● **Text block**
··········
Unlike other types of discrimination and harassment, the number of claims for sexual harassment has been going down. In fact, in 2010 fewer sexual harassment charges were filed than at any time since 1992, when the Equal Employment Opportunity Commission began tracking those claims. So that’s the good news.

The bad news is that sexual harassment still pervades many workplaces. Just last month, a federal appeals court in Boston affirmed a $1.6 million jury verdict in favor of a female neurosurgeon who was subjected to sexual harassment by the department head and retaliation by the hospital after she complained.

Dr. Sagun Tuli alleged a pattern of harassment over a five-year period, including:

  • At a graduation dinner, the department head asked Dr. Tuli: “Can you get up on the table to dance so you could show them [female residents] how to behave?”
  • Over the years, he made repeated comments: “You’re just a little girl, you know, can you do that spine surgery?” “Oh, girls can do spine surgery?” “Are you not strong enough to use the hand instruments?”
  • The department head ignored Dr. Tuli at conferences by stating, “Let’s ask the spine guys, Eric and Marc, what they think,” and omitting her despite the fact that she is also a spine surgeon.
  • At a meeting, the department chair told her, “Our relationship is like that of lovers and you’ve cheated on me,” with his hand on her arm; he also called her “deranged.” When she attempted to shake his hand at the end of the meeting, he gave her a prolonged hug.
  • The department chair barred Dr. Tuli from spine oncology research saying that he had “a guy in mind” for the job.

When Dr. Tuli brought her concerns to the attention of the hospital’s chief medical officer, he discouraged her from filing a formal complaint. Then the department head made a report to the hospital’s credentials committee, suggesting that Dr. Tuli was mentally imbalanced. The credentials committee ordered her to go for a psychiatric evaluation, so Dr. Tuli filed a lawsuit and got an injunction to prevent loss of her hospital privileges during the litigation.

After a seven-week trial, a jury awarded Dr. Tuli $1 million for hostile work environment sexual harassment, and $600,000 for retaliation, payable by the hospital. She was awarded an additional $20,000 in damages against the department head personally, as well as $1.3 million in attorneys’ fees. In affirming the trial court, the appeals court said that Dr. Tuli was free to seek an additional attorneys’ fee award for her successful defense of the injunction and the jury verdict. Tuli v. Brigham & Women’s Hospital, (1st Cir., Aug. 29, 2011)

What this means: As shown in this case, and in all of this month’s Big Money items, unlawful harassment can occur in any work environment, blue-collar, white-collar, or white-coat. In this uncertain economic climate, employers are reducing or eliminating expenses that don’t seem essential to everyday business operations. But cutting back employment law training as part of that effort is a big mistake!

Courts routinely consider an employer’s training and educational practices as key evidence, so companies should train managers and supervisors in a number of employment law and HR-related issues, including harassment and retaliation. The strategically-minded employer recognizes that training the people who are responsible for its operation is not a luxury, but a primary responsibility.
··········
● **Recorded information**

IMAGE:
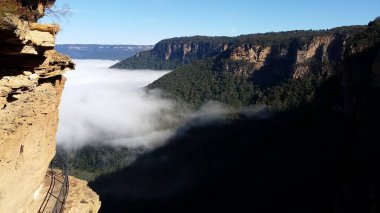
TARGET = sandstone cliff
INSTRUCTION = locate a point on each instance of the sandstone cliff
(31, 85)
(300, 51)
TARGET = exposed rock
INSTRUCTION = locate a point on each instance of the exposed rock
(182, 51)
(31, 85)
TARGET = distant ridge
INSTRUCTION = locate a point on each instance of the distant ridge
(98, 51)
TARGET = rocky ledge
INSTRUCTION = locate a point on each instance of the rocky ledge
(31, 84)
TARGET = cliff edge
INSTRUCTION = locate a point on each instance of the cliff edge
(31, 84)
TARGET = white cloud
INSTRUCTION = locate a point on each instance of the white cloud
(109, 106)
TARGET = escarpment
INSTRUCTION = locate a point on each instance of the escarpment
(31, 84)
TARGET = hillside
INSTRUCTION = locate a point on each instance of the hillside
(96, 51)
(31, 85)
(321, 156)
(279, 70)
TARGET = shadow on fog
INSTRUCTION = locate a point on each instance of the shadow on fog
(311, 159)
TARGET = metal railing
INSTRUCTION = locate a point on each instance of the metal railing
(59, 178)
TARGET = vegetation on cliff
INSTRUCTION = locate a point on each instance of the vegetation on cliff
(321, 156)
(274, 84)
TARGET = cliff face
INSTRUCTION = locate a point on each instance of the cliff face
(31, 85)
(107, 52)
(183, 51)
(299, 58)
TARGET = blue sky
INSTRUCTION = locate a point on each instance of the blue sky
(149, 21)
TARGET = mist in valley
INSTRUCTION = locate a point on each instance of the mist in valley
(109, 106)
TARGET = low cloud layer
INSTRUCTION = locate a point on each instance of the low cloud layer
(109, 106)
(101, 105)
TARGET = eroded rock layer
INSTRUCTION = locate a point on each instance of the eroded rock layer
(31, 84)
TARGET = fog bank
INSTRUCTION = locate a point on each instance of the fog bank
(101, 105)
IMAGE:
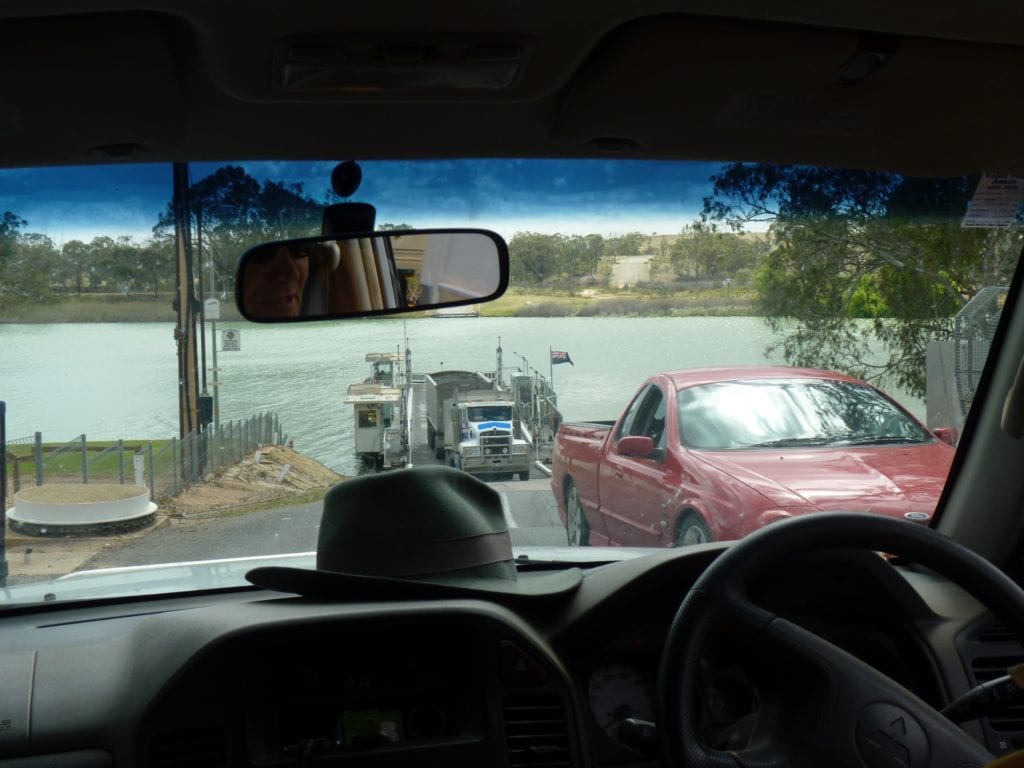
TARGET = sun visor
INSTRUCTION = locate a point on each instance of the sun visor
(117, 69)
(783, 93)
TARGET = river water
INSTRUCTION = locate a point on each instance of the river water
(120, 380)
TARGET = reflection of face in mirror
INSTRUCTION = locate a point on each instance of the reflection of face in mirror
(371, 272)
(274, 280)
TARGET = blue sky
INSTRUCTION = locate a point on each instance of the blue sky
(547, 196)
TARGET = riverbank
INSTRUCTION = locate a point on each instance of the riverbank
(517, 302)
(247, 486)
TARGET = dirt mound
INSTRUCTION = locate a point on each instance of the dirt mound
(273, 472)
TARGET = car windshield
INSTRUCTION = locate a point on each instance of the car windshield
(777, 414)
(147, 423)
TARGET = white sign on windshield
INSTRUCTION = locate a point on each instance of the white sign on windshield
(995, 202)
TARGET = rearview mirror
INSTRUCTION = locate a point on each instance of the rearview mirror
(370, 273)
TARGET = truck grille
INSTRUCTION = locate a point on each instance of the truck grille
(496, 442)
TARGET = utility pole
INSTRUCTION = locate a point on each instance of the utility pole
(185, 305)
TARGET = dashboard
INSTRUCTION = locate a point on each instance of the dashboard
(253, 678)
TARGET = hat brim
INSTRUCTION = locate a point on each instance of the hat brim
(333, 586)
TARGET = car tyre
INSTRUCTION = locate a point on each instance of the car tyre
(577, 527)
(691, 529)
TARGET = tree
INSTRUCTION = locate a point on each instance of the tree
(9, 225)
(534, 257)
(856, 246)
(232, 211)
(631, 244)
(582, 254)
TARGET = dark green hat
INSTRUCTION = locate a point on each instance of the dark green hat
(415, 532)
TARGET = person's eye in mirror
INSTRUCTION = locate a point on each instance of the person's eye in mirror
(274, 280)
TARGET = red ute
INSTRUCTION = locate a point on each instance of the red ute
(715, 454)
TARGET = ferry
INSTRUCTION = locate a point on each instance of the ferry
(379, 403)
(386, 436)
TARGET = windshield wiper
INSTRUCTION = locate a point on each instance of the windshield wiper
··········
● **Questions on the material**
**a)** Answer these questions from the text on sexual harassment, one line each and marked the same way.
(i) In what year did the Equal Employment Opportunity Commission begin tracking sexual harassment claims?
(ii) How much did the jury award Dr. Tuli for retaliation?
(iii) What did the hospital's credentials committee order Dr. Tuli to do?
**b)** Recast the paragraph of the text on sexual harassment that begins "After a seven-week trial" as a short list that keeps its main facts.
**c)** According to the text on sexual harassment, why should companies train their managers and supervisors in employment law issues such as harassment and retaliation? Answer in one to three sentences.

● **Responses in order**
**a)**
(i) 1992
(ii) $600,000
(iii) Go for a psychiatric evaluation

**b)**
- After a seven-week trial, the jury awarded Dr. Tuli $1 million for hostile work environment sexual harassment and $600,000 for retaliation, both payable by the hospital.
- She also received $20,000 in damages from the department head personally.
- She received $1.3 million in attorneys' fees.
- The appeals court affirmed the trial court. It said she could seek additional attorneys' fees for successfully defending the injunction and the jury verdict.
- Case: Tuli v. Brigham & Women's Hospital (1st Cir., Aug. 29, 2011).

**c)** Courts routinely treat an employer's training and educational practices as key evidence. For that reason, cutting back employment law training to save money is a big mistake. Training the people who run the company is a primary responsibility, not a luxury.